* **Excerpted text**:
Users can belong to any number of groups. The string for permissions is drwxrwxrwx, with any letter being replaced with a dash. The initial d normally tells you whether its a directory. If its just a file, it'll be a dash instead. Certain types of files have another first letter, but we don't need to worry about those right now. r stands for read, w for write and x for executable. The first rwx refers to the owner, the second to members of the group and the third to everybody else. This should become clearer with some examples.

So, if a file has permissions -rwx------, this means that the owner can read write and execute the file, but neither members of the group of the file nor anybody else can even read the file, let alone write to or execute it.

-r--r--r-- means that anybody can read it, but nobody can write to it or execute it.

-rwxr--r-- means that anybody can read it, but only the owner can write and execute it.

-rwxr-xr-- means that the owner can read, write and execute it, members of the group can read and execute it, and everybody else can only read it.

To change the owner of a file, just type chown user path/to/file; to change the group use chgrp group path/to/file. Changing permissions means entering chmod permissions path/to/file, but replacing permissions is not so easy. Firstly, you need to specify who you're going to affect - the owner, the group, everybody else, or any combination of the three. This is represented by u, g, and o respectively. Then, you need to decide whether you're adding permissions, which means a plus sign, or taking permissions away, which means a minus sign. Finally, you need decide whether you're changing r, w, x, or any combination.

* **Dataset records**:
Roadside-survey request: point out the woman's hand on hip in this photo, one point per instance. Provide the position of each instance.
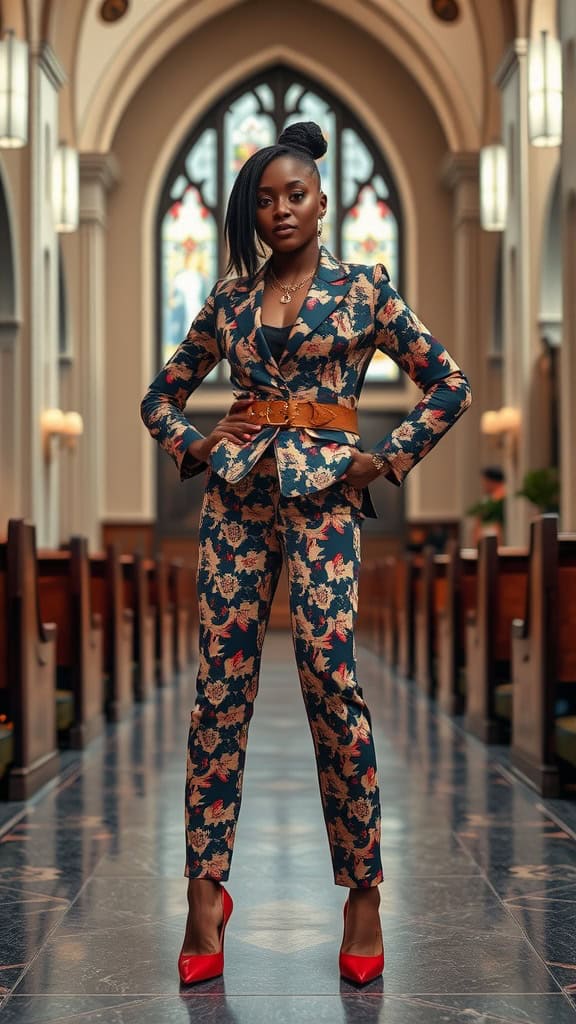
(361, 471)
(234, 426)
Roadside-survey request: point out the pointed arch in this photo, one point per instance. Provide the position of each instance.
(364, 222)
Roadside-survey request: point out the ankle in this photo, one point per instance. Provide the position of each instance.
(366, 897)
(203, 892)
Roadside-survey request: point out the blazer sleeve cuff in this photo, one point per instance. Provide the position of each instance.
(188, 465)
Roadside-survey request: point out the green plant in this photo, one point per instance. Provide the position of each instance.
(541, 486)
(488, 509)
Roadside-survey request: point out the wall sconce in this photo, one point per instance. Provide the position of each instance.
(13, 92)
(54, 424)
(73, 428)
(544, 90)
(493, 186)
(66, 188)
(503, 423)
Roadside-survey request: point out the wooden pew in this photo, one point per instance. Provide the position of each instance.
(544, 660)
(136, 597)
(502, 578)
(28, 669)
(107, 594)
(460, 598)
(165, 626)
(65, 599)
(430, 602)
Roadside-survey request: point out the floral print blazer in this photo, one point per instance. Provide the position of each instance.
(350, 311)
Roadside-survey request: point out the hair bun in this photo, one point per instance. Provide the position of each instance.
(304, 135)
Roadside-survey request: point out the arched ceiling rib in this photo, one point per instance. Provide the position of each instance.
(104, 89)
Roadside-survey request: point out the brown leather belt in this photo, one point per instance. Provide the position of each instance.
(294, 413)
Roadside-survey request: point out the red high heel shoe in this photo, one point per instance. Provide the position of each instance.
(361, 970)
(201, 967)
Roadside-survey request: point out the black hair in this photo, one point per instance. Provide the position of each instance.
(303, 140)
(494, 473)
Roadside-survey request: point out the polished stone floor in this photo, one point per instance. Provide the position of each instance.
(479, 903)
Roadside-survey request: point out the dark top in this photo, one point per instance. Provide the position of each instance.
(276, 338)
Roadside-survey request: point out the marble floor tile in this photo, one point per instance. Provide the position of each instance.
(477, 905)
(344, 1008)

* **Work to do**: Please write out the file-permissions text between "So, if a file" and "only read it.", inclusive, substituting "everyone" for each "anybody".

* **Result of this exercise**:
So, if a file has permissions -rwx------, this means that the owner can read write and execute the file, but neither members of the group of the file nor everyone else can even read the file, let alone write to or execute it.

-r--r--r-- means that everyone can read it, but nobody can write to it or execute it.

-rwxr--r-- means that everyone can read it, but only the owner can write and execute it.

-rwxr-xr-- means that the owner can read, write and execute it, members of the group can read and execute it, and everybody else can only read it.